THE RECORDS:

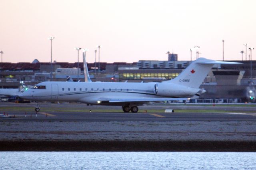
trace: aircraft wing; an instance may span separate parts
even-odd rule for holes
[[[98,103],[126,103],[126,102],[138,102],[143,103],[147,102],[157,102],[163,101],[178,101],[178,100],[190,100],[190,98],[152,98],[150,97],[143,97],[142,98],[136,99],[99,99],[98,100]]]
...
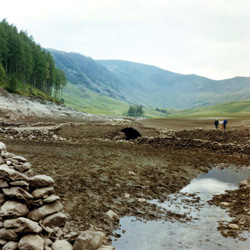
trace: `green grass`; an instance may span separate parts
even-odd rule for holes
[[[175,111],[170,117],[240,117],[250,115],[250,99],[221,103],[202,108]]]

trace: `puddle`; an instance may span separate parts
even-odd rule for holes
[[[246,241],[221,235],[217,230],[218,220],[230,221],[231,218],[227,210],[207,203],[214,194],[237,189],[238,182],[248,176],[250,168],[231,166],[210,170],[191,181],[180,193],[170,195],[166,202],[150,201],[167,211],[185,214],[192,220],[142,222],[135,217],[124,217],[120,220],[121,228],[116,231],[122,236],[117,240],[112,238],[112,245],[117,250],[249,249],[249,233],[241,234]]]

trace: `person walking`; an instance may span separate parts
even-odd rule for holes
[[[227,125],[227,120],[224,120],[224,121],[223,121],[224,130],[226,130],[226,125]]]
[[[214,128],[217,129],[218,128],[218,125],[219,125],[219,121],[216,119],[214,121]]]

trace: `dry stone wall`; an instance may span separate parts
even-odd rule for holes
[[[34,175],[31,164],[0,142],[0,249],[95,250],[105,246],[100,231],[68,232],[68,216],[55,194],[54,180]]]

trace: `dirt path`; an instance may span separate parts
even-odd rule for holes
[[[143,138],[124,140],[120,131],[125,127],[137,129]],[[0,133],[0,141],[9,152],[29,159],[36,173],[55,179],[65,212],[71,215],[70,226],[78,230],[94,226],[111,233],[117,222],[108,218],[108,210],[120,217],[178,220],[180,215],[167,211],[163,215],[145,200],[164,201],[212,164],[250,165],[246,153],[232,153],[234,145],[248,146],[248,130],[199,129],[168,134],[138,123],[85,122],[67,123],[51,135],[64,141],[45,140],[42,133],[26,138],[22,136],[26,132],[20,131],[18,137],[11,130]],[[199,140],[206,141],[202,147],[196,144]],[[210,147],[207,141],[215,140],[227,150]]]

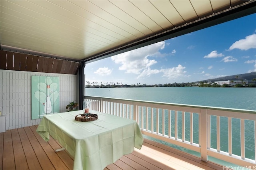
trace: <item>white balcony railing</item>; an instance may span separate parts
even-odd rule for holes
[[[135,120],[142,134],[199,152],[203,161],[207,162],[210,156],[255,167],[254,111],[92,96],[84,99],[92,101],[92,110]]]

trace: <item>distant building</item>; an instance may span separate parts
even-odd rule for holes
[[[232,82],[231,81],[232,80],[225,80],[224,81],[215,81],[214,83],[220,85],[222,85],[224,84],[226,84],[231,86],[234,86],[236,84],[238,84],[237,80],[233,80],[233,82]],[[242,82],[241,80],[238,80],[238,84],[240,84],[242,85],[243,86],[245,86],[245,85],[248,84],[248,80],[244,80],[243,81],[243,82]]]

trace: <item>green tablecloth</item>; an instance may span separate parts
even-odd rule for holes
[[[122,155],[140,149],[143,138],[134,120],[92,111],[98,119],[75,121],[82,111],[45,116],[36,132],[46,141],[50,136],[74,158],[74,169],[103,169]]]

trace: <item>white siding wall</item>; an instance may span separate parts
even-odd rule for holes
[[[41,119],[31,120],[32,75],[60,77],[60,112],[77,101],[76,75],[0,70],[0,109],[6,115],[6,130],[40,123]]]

DIRECTION: Count the lines of the data above that contain the string "wall". Give only the number.

RESULT FOR THIS EXERCISE: 2